§ Your goal
Set down word for word the material below, from the line with "Return the mask of every instance of the wheat" to the line with "POLYGON ((2 383, 574", including both of those lines. Leave out any picture.
>>>
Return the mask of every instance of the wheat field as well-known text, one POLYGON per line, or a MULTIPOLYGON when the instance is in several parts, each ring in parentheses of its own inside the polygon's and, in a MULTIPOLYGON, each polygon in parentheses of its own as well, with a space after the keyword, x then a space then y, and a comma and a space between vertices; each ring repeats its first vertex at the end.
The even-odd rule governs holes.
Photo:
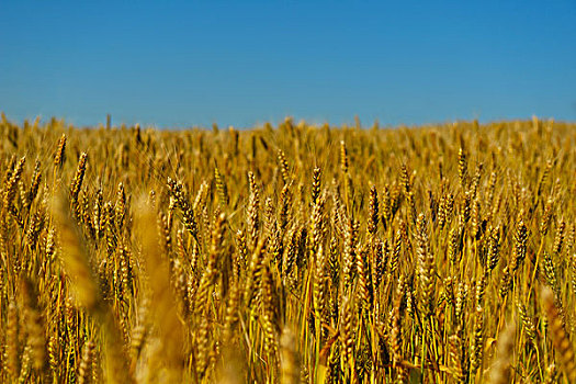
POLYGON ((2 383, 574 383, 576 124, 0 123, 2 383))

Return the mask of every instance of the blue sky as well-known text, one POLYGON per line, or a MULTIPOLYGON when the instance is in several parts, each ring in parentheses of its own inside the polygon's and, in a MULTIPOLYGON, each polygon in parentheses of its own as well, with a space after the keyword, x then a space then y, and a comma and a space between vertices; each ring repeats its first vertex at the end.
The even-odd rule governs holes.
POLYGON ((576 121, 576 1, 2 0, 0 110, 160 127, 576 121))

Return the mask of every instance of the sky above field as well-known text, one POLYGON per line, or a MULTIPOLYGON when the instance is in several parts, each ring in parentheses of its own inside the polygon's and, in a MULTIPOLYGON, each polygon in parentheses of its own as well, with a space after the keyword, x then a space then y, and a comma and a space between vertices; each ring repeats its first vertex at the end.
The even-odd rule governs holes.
<<<
>>>
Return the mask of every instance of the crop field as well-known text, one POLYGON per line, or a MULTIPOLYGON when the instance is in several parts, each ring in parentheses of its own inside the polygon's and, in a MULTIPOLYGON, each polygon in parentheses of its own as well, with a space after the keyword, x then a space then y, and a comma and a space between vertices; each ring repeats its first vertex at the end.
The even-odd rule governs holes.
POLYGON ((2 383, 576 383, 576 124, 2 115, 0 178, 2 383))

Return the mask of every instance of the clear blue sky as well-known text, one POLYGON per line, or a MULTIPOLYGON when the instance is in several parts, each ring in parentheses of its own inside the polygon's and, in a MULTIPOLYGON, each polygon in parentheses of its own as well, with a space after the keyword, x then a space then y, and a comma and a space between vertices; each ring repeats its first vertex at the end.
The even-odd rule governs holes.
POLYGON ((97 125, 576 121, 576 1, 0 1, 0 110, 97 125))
<<<
§ Correct output
Return the mask of every instance of the wheat field as well-known text, one POLYGON per line, or a MULTIPOLYGON when the instance is in several parts, each ring in parentheses of its own inside the polygon's and, in a MULTIPOLYGON, each polygon in parentheses of its own as well, with a space after the keyword, x then a space then y, and a comma and a space between vertices; each ring repeats its first vertex at the end.
The even-odd rule governs holes.
Photo:
POLYGON ((2 383, 574 383, 576 124, 0 123, 2 383))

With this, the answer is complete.